# [What to produce]
Locate each line in the records containing "banner". Copy it.

══════

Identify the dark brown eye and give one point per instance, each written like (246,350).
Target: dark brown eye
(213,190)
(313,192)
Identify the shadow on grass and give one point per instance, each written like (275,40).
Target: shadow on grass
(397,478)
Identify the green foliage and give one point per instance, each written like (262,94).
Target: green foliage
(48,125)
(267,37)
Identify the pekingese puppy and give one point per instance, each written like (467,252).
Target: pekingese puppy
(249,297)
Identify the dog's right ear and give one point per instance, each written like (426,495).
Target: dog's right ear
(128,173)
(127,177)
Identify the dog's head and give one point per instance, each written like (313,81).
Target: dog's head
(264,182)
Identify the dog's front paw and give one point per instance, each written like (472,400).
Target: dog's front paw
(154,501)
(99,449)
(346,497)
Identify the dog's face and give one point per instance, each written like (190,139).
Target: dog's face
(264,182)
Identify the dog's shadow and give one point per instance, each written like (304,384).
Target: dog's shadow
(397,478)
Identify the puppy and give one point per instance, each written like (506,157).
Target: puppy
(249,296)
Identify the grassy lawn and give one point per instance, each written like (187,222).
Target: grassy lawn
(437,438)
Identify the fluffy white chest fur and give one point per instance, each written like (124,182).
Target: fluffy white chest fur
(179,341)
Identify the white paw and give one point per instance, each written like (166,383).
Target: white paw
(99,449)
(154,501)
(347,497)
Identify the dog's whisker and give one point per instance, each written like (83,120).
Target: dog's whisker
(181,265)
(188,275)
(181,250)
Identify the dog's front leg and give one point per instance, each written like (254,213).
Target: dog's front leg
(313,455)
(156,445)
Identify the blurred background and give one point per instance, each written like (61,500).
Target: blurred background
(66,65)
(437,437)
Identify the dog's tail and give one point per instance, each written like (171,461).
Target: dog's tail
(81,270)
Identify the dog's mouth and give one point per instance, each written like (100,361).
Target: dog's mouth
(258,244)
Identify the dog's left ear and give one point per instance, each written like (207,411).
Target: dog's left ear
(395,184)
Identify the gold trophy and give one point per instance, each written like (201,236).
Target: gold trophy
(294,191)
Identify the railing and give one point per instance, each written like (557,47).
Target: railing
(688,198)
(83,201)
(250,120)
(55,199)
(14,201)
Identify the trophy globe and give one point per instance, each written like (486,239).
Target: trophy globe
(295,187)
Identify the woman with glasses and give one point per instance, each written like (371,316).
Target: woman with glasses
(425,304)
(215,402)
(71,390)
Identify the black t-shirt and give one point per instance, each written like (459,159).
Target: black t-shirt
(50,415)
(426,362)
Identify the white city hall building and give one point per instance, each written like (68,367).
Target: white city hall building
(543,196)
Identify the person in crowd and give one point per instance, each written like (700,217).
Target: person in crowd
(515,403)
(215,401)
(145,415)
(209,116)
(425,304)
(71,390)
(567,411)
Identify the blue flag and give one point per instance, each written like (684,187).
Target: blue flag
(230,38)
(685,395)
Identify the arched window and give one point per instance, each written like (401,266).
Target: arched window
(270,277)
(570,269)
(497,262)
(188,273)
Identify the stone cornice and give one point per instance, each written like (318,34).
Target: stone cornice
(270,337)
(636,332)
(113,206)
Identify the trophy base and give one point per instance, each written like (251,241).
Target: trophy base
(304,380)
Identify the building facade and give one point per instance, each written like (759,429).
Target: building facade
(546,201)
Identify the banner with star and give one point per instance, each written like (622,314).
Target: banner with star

══════

# [Exercise result]
Identify the banner with star and give one point per instance, each written like (622,314).
Target: banner with star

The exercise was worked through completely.